start

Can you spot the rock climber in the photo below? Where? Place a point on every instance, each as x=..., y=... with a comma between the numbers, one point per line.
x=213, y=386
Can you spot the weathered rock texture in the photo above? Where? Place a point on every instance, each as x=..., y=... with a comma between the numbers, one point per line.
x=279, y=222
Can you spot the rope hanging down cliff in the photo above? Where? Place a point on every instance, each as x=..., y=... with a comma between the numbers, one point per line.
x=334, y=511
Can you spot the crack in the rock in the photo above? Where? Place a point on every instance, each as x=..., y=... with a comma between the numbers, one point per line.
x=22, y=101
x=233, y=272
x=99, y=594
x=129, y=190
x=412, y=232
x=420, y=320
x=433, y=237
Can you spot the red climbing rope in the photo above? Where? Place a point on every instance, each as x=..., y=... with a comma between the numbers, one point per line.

end
start

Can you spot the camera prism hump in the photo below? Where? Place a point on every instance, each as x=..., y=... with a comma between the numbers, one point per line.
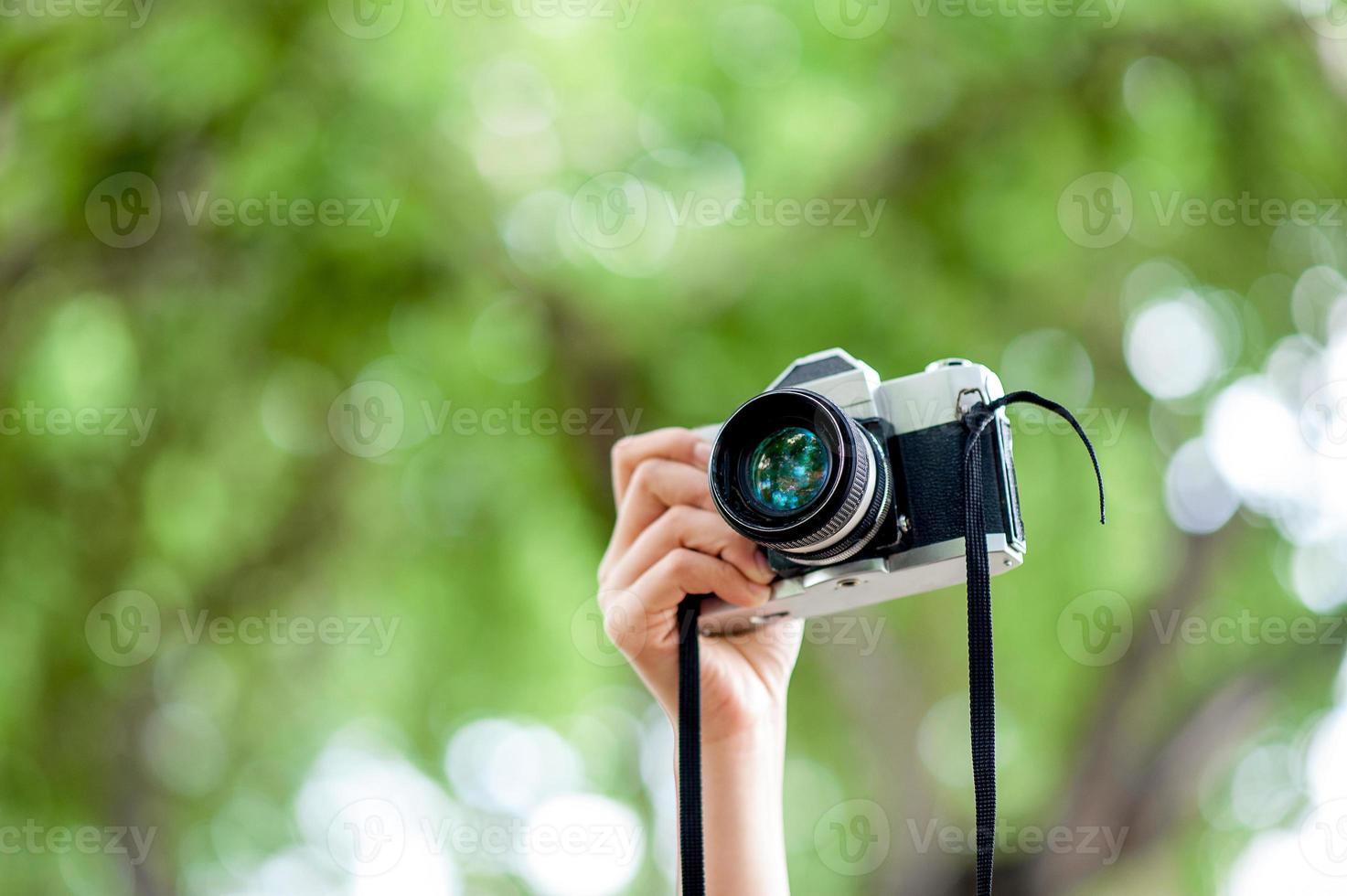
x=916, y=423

end

» EXERCISE BRIEF
Return every line of the data above that contains the string "rope", treating uppercase and lowercase letters as distinct.

» PROBLEM SOLUTION
Can you spot the rope hanging down cliff in the photo above? Where? Place a point on every instance, each as x=..., y=... with a comma between the numbers, one point per line.
Can you spot the red climbing rope in the photo above? Where? Place a point on every instance, each as x=..., y=... with a comma between the numbers, one point per line.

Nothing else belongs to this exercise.